WHAT THE TASK ASKS
Copy out all lines in the material below that contain the string "woman".
BEGIN DATASET EXTRACT
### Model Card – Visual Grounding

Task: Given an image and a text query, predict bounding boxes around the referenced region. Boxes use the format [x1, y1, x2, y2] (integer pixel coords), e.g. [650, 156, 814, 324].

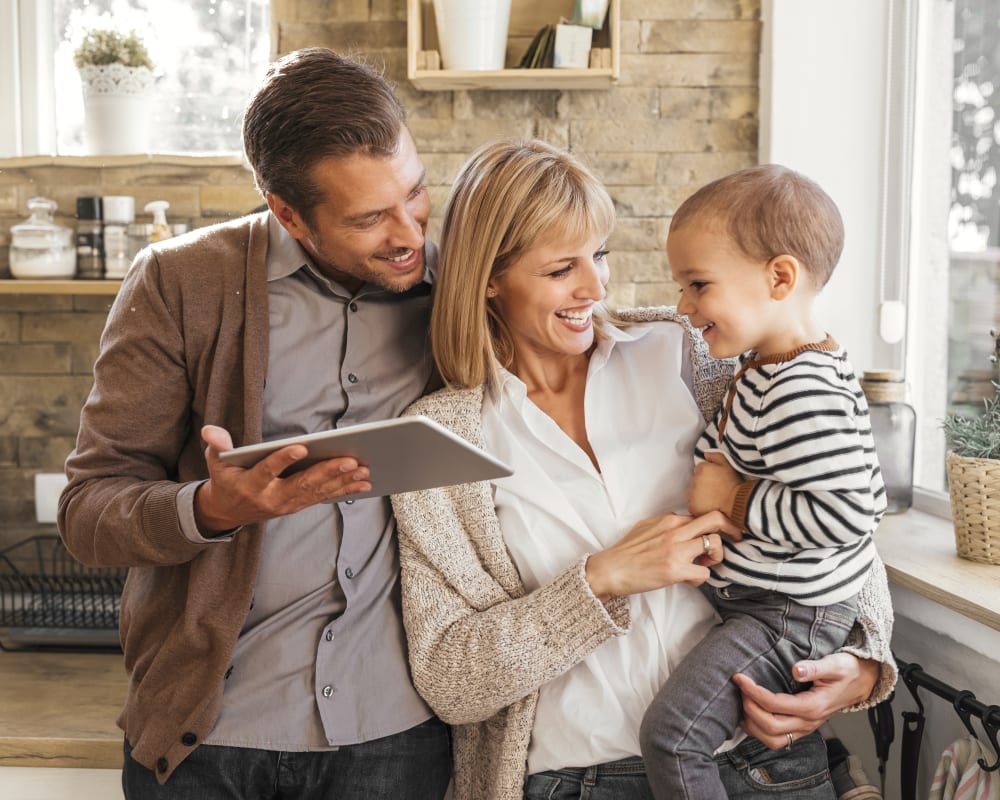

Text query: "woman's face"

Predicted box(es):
[488, 228, 610, 364]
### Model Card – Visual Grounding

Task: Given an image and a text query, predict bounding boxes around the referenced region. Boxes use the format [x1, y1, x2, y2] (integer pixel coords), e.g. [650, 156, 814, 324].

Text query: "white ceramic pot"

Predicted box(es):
[79, 64, 155, 155]
[432, 0, 512, 70]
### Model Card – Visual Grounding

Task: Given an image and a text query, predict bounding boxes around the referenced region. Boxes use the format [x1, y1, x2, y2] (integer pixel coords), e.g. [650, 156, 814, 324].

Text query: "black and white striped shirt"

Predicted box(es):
[696, 338, 886, 606]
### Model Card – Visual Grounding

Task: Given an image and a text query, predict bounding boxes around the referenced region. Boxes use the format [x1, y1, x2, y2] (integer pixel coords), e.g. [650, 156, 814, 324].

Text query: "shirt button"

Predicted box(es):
[325, 630, 334, 642]
[322, 685, 334, 697]
[181, 732, 197, 746]
[349, 301, 358, 312]
[345, 567, 355, 579]
[156, 757, 169, 773]
[345, 499, 354, 505]
[347, 373, 358, 383]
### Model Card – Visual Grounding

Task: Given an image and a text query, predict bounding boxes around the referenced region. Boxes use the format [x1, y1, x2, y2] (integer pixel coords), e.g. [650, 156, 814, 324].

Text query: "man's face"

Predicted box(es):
[269, 128, 430, 293]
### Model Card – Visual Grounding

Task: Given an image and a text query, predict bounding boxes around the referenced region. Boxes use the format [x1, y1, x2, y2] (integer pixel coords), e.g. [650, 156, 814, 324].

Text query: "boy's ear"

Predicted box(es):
[766, 254, 800, 300]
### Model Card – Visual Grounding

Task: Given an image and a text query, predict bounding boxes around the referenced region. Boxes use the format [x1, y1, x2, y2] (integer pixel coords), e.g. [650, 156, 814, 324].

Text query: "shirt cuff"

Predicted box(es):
[177, 480, 241, 543]
[729, 480, 758, 529]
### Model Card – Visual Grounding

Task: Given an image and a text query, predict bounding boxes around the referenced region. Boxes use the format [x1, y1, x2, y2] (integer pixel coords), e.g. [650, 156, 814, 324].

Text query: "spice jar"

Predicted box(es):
[75, 196, 105, 279]
[9, 197, 76, 279]
[861, 370, 916, 514]
[102, 196, 135, 279]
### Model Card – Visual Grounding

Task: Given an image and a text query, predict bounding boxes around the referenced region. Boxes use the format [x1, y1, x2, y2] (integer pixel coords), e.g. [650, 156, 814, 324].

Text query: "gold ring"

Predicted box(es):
[785, 732, 794, 751]
[702, 534, 712, 556]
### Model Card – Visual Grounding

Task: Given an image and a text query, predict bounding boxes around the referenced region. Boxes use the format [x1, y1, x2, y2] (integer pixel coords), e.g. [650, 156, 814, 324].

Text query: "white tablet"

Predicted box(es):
[219, 415, 513, 499]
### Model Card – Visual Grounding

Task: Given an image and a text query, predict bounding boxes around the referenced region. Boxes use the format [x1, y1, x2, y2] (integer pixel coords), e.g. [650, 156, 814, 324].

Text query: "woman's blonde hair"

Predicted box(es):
[432, 139, 617, 389]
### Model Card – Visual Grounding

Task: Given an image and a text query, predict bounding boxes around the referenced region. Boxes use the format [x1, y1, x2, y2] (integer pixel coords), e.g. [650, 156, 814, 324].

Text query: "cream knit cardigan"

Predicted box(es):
[392, 308, 896, 800]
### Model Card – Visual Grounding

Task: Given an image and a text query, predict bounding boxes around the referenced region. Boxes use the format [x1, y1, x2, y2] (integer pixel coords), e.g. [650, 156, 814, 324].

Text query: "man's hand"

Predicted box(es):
[734, 652, 881, 749]
[193, 425, 372, 533]
[688, 451, 742, 518]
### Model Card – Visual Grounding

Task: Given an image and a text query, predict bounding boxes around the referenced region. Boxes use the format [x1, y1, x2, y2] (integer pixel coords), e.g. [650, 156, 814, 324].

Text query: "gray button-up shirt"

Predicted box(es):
[191, 216, 436, 749]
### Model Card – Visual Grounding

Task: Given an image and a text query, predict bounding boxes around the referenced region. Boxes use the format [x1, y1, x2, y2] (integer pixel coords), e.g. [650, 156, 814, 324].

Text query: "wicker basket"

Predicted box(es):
[946, 451, 1000, 565]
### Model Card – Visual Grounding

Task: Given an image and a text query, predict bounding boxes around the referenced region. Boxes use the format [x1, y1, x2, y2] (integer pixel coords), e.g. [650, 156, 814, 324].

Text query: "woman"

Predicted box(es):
[391, 139, 895, 800]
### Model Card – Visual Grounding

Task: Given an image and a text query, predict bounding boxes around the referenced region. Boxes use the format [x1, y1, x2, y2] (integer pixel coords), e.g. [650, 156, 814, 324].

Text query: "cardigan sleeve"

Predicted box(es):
[839, 553, 897, 709]
[393, 481, 630, 726]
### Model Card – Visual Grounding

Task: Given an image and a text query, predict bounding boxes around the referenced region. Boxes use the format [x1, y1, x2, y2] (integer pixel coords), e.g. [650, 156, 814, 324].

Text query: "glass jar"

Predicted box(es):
[9, 197, 76, 279]
[75, 196, 105, 279]
[861, 370, 916, 514]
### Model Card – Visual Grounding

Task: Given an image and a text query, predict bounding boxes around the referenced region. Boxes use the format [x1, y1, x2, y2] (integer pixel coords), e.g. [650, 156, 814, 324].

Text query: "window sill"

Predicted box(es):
[0, 153, 246, 168]
[876, 505, 1000, 632]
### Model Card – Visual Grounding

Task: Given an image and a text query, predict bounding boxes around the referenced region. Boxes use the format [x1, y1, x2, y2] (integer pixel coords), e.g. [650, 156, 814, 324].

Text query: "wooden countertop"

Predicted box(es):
[0, 651, 126, 768]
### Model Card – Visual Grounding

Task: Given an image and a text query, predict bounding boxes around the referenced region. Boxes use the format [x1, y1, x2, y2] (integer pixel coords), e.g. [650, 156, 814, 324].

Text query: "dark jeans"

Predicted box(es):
[523, 734, 835, 799]
[122, 717, 451, 800]
[640, 585, 857, 799]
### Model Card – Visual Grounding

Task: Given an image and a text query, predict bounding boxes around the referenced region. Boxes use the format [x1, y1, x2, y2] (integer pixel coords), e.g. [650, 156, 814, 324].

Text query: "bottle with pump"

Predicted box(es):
[144, 201, 172, 243]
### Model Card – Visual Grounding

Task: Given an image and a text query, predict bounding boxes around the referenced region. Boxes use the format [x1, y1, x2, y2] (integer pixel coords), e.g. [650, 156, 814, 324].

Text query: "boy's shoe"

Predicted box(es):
[830, 754, 882, 800]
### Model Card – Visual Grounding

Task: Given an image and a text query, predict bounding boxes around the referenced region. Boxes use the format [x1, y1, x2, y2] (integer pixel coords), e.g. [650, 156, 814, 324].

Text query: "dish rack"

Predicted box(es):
[0, 535, 125, 650]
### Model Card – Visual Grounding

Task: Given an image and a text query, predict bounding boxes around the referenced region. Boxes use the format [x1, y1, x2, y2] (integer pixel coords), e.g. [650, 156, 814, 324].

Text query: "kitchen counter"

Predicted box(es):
[0, 651, 126, 768]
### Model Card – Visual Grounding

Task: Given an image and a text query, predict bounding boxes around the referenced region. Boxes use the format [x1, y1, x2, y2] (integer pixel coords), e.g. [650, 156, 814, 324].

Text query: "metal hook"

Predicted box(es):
[900, 662, 925, 717]
[977, 705, 1000, 772]
[952, 690, 979, 739]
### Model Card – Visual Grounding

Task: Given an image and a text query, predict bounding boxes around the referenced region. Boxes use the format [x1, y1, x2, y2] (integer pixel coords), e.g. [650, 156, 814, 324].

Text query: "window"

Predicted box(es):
[909, 0, 1000, 494]
[2, 0, 269, 156]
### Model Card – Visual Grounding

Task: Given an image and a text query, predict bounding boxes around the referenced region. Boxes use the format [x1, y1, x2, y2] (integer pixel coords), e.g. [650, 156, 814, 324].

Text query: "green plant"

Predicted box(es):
[73, 28, 153, 70]
[942, 381, 1000, 459]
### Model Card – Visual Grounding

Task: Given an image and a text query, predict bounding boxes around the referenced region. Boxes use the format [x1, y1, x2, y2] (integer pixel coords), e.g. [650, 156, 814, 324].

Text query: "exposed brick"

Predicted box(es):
[71, 341, 103, 376]
[610, 218, 662, 251]
[454, 90, 559, 121]
[557, 88, 659, 121]
[419, 153, 470, 186]
[536, 120, 569, 150]
[410, 119, 534, 152]
[618, 53, 758, 88]
[18, 436, 77, 470]
[641, 20, 760, 54]
[0, 295, 74, 312]
[280, 21, 407, 52]
[623, 0, 760, 20]
[21, 313, 108, 345]
[608, 250, 672, 283]
[633, 281, 681, 306]
[0, 344, 72, 374]
[611, 184, 692, 218]
[572, 118, 756, 154]
[371, 0, 406, 22]
[657, 151, 757, 186]
[659, 87, 758, 121]
[0, 313, 18, 342]
[200, 185, 267, 218]
[0, 436, 16, 466]
[290, 0, 370, 22]
[606, 281, 637, 309]
[585, 153, 658, 186]
[0, 376, 94, 437]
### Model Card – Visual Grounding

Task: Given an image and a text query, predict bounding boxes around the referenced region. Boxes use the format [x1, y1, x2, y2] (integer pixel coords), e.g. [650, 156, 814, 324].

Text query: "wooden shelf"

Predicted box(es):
[407, 0, 619, 91]
[0, 280, 121, 295]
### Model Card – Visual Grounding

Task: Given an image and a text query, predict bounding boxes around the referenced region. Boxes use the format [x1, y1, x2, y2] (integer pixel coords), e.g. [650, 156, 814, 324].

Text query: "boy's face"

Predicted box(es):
[668, 223, 782, 359]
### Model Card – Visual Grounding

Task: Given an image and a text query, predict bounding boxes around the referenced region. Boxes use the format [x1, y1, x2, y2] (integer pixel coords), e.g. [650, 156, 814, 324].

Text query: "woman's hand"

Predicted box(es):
[584, 511, 742, 601]
[733, 652, 881, 749]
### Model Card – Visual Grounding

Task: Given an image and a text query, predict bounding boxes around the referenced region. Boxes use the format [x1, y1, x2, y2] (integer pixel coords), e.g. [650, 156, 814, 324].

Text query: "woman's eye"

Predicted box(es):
[549, 266, 572, 278]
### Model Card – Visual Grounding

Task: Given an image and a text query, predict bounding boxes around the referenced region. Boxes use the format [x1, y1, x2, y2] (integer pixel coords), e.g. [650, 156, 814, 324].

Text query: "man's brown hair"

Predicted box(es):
[242, 48, 406, 226]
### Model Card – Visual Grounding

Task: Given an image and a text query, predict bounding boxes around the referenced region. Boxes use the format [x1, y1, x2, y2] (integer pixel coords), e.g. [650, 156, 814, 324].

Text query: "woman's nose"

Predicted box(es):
[577, 260, 608, 300]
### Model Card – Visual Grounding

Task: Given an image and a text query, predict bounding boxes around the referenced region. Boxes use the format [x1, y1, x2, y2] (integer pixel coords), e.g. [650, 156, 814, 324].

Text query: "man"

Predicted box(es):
[58, 48, 450, 798]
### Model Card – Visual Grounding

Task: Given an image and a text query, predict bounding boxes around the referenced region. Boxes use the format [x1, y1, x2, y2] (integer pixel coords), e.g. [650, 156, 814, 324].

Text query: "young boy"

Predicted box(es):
END DATASET EXTRACT
WORKED SOLUTION
Text query: "woman's face"
Text query: "woman's blonde hair"
Text query: "woman"
Text query: "woman's hand"
Text query: "woman's eye"
Text query: "woman's nose"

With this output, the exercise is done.